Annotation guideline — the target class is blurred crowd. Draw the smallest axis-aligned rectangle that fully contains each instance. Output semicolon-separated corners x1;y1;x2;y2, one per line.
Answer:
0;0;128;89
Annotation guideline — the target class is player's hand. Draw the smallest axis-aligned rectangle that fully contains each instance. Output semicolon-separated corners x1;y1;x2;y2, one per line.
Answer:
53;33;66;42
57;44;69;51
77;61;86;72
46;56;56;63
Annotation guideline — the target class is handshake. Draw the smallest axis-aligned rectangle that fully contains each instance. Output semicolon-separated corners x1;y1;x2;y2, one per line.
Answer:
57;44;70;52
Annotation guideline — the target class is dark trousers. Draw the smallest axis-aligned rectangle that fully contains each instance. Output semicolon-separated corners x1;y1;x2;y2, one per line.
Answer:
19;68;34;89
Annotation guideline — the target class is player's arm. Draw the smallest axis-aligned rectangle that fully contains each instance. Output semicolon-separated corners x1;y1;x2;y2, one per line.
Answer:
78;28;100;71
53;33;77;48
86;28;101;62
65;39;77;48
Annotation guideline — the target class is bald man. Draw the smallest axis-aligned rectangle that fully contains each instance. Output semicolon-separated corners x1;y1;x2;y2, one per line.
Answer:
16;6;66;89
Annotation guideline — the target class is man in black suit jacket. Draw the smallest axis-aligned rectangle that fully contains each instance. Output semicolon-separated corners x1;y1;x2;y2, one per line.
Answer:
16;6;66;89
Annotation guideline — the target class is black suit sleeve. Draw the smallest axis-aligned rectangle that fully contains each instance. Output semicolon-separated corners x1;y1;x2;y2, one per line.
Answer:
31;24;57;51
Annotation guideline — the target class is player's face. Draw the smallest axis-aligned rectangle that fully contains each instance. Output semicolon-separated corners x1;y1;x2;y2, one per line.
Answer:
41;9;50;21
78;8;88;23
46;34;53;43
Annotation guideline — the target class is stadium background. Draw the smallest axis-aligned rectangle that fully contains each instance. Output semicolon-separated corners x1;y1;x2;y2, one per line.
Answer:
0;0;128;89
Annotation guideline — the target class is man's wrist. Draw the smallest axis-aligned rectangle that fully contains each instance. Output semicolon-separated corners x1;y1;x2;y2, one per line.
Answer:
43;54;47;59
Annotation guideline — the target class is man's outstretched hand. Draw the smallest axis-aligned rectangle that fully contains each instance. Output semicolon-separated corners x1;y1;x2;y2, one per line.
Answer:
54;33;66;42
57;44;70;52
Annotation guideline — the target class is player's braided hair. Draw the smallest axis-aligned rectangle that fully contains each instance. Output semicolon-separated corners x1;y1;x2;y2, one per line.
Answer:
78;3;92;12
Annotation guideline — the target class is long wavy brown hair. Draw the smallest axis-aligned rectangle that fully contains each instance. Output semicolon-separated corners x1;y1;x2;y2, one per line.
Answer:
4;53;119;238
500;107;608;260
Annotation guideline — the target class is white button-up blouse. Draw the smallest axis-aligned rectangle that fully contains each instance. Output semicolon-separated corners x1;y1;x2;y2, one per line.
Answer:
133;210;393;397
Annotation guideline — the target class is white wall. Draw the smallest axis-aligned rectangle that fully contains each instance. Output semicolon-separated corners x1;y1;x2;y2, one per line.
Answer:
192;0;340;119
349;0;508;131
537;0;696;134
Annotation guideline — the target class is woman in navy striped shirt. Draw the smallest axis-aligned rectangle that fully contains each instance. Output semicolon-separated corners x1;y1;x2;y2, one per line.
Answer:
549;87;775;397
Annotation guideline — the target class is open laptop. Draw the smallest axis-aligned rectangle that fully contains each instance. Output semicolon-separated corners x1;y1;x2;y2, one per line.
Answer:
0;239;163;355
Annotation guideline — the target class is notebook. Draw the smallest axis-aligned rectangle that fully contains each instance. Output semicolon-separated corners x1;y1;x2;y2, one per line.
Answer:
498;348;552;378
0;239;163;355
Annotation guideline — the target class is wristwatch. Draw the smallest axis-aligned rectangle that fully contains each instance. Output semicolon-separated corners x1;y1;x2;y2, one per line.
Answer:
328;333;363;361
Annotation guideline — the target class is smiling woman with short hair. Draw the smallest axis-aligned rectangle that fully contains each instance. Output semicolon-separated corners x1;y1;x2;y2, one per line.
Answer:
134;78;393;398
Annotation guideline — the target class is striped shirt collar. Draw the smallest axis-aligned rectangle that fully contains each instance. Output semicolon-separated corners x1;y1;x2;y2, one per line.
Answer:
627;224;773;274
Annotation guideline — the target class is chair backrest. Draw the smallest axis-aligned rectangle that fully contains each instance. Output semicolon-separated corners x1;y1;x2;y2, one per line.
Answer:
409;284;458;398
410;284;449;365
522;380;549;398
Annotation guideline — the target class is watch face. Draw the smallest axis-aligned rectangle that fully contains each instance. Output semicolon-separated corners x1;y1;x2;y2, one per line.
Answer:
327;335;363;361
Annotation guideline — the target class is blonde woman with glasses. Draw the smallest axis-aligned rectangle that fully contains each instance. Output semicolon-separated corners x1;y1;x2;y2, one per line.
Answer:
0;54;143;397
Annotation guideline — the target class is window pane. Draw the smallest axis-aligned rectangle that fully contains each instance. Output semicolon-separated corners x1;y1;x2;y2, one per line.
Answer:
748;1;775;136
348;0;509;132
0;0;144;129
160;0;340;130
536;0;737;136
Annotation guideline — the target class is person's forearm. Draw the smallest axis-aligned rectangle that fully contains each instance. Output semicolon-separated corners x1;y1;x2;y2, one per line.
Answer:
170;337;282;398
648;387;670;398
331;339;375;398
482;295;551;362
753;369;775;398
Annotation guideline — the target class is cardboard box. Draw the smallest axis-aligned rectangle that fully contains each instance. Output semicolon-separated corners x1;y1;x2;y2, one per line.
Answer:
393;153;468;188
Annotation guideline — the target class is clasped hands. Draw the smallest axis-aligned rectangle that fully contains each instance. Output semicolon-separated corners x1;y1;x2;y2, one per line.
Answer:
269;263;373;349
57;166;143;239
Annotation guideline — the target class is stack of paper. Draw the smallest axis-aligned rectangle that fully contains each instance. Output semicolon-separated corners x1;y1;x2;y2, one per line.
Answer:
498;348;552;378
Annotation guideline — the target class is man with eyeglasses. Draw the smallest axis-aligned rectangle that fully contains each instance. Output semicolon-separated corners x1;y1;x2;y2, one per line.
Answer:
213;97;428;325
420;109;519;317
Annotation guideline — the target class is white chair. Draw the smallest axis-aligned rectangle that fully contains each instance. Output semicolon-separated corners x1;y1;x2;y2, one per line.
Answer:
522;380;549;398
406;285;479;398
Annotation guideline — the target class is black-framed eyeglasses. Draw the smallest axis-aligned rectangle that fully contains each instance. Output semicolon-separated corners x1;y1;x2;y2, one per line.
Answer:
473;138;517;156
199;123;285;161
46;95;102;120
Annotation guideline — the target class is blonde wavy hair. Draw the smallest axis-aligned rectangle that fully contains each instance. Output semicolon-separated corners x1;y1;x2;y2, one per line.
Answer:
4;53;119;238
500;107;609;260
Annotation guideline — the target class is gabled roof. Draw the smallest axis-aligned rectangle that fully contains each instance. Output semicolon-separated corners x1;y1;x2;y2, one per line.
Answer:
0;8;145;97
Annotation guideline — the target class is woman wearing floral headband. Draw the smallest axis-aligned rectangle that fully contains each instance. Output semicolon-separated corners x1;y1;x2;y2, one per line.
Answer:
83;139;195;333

Directions - Start at the line with "Annotation guideline — the target class is man's wrist." and end with the line with "500;107;608;260". Give those lines again with "rectangle" swapped for "box" and nothing else changed.

Written reply -
Annotation guideline — the target class is man's wrist. Draw the smallest axis-aligned box that fully contains each instance. Output semicolon-separated corners x1;y1;x2;y2, one per line.
Answer:
43;54;47;59
Annotation guideline — the target class is man's outstretched hand. Draw the smallest axis-aligned box that fully contains each instance. Output semicolon-separated corners x1;y1;x2;y2, one per line.
Answer:
54;33;66;42
57;44;70;52
Annotation guideline — the target class is player's braided hair. Draw the smallest axis-aligned box that fully contains each instance. Output semicolon-separated corners x1;y1;x2;y2, one per line.
Answer:
78;3;92;12
Annotation guideline — the target class is long wavy brown hair. Draw the smallest axis-aligned box that fully contains each instance. Output semicolon-separated corners x1;y1;x2;y2, one per line.
Answer:
4;53;119;238
500;107;608;260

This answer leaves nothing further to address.